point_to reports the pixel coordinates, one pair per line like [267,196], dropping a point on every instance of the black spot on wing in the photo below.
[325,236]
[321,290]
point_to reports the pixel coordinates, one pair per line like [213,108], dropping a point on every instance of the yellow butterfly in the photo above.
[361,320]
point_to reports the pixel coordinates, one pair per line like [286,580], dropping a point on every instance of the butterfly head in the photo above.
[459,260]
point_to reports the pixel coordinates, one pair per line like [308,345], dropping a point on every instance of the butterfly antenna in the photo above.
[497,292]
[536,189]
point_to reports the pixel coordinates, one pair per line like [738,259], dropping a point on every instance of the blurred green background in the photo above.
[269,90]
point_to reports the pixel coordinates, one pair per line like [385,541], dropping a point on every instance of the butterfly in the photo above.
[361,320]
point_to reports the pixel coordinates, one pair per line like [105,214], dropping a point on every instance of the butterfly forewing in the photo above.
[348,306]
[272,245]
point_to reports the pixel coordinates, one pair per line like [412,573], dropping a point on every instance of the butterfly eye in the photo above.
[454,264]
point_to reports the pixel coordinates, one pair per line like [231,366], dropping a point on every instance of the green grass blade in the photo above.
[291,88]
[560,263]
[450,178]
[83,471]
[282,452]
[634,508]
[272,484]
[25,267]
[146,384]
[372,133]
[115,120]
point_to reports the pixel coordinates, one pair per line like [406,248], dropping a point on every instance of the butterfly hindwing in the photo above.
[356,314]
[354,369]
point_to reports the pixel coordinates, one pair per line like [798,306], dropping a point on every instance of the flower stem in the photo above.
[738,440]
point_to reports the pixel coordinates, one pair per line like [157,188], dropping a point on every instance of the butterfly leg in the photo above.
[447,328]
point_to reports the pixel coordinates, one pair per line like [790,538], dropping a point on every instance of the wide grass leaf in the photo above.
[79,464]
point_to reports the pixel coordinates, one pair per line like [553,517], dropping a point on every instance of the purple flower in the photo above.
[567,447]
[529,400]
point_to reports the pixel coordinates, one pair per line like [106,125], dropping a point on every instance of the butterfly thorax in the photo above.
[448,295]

....

## Task directions
Would you copy the data exactly as shown above?

## Expected answer
point_to reports the pixel coordinates, one pair per line like [267,196], dropping a point on every instance of the black spot on wing in the photo below.
[325,236]
[321,290]
point_to reports the pixel coordinates, one pair per line like [213,108], dropping a point on every instance of the yellow butterfly in the photo above.
[361,320]
point_to reports the pixel coordinates, one pair per line like [286,580], dropping a point on every instance of the butterfly head in the photo above.
[459,260]
point_to reports the pixel coordinates, one pair per line like [308,345], dropping a point on every instance of the butterfly antenna in the photo above.
[497,292]
[536,189]
point_to reports the pixel coordinates, one pair per line like [738,259], dropping a point on every instance of the blurred green background in the photo above.
[269,90]
point_to reports the pixel coordinates, one pair per line like [385,541], dropping a point on every instance of the butterfly in the photo above.
[361,320]
point_to reports the pixel coordinates, one pair per line like [105,214], dropping a point on every instance of the butterfly forewing in the photo above.
[348,306]
[272,245]
point_to reports the pixel coordinates, one pair per line like [412,573], dropping a point on every instance of the butterfly eye in the photo above.
[454,264]
point_to reports the pixel coordinates, one pair per line like [231,366], dropping a point on every instance of the green grass blade in the photo above.
[291,88]
[560,263]
[450,178]
[83,471]
[282,452]
[634,508]
[272,484]
[25,267]
[146,384]
[372,133]
[115,120]
point_to reports the pixel coordinates, one pair per line like [406,248], dropping a point on every instance of the butterfly hindwing in the photo above.
[356,314]
[354,369]
point_to reports the pixel coordinates, one pair per line like [798,306], dropping a point on every instance of the flower stem in the photo above.
[738,440]
point_to reports the pixel coordinates, one pair per line like [157,188], dropping a point on every instance of the butterfly leg in the photo above.
[447,328]
point_to reports the pixel coordinates, one pair per line like [790,538], dropping a point on every instance of the wide grass leaf in the photo above.
[79,464]
point_to reports the pixel coordinates, one pair per line like [553,517], dropping a point on every instance of the purple flower in the photo above.
[567,447]
[529,400]
point_to reports the pixel coordinates, one pair per line like [106,125], dropping a point on every instance of the butterfly thorax in the photo above.
[448,295]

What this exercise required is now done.